(Instruction): What follows are records. Restate all of them word for word.

[Pointing records]
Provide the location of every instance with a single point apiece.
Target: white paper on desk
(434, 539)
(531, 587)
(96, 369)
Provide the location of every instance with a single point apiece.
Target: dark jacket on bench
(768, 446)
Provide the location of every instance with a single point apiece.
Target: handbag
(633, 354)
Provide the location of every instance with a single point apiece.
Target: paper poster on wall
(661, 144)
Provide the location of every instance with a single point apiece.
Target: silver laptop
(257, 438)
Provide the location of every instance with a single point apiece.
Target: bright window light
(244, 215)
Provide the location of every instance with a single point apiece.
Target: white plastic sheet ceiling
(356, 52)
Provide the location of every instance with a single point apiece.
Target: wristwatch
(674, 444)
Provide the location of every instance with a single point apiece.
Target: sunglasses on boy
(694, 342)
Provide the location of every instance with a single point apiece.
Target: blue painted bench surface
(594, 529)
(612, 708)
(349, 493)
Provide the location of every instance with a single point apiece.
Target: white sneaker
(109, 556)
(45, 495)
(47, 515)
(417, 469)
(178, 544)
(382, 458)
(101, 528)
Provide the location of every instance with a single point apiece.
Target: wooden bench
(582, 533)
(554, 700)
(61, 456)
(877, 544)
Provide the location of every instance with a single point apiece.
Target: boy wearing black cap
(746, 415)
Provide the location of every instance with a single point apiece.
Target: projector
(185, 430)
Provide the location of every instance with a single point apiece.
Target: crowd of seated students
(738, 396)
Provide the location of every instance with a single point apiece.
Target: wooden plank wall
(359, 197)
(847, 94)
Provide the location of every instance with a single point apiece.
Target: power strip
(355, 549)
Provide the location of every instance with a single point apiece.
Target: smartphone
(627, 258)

(Task result):
Provide the location of every instance with a single point apiece.
Target: white paper on desk
(434, 539)
(531, 587)
(96, 369)
Provide the location of every instance with a single point apiece.
Target: dark jacket on bench
(768, 446)
Provide the location of every instance with a single point apiece.
Target: handbag
(633, 354)
Provide the location of every instance with a single point apiece.
Target: paper poster on wall
(661, 144)
Provide the location of every instance with a single point apiece.
Target: silver laptop
(257, 438)
Provide the location of every instance with a single point apiece.
Target: bright window light
(244, 215)
Provide the location of every instance with a single point apiece.
Target: white plastic sheet ceiling
(356, 52)
Provide the location of every instance with a single point apiece.
Target: wristwatch
(674, 444)
Provide the location of every instance with a single point apiece.
Target: sunglasses on boy
(694, 342)
Provide the location of every instance with a single point apiece.
Target: blue painted bench surface
(594, 529)
(612, 708)
(349, 493)
Provide the location of every instance with a single point apiece.
Target: white sneaker
(109, 556)
(45, 495)
(47, 515)
(417, 469)
(178, 544)
(382, 458)
(101, 528)
Provide the location of every instance with a single point apiece.
Target: wooden bench
(582, 533)
(554, 700)
(61, 456)
(877, 544)
Provide the location of every instance with a single point apiece.
Target: boy wearing black cap
(746, 415)
Provide the location of every instance with a single point apiece.
Target: projector
(185, 430)
Provide the location of every instance with a single point apiece.
Target: crowd of seated students
(738, 396)
Provide the location of every instance with a single point apiece.
Target: wooden plank wall
(359, 197)
(847, 94)
Provide the location of every instance with a single point apiece.
Target: power strip
(355, 549)
Provide the location of every instance with a single point apiece.
Target: smartphone
(627, 258)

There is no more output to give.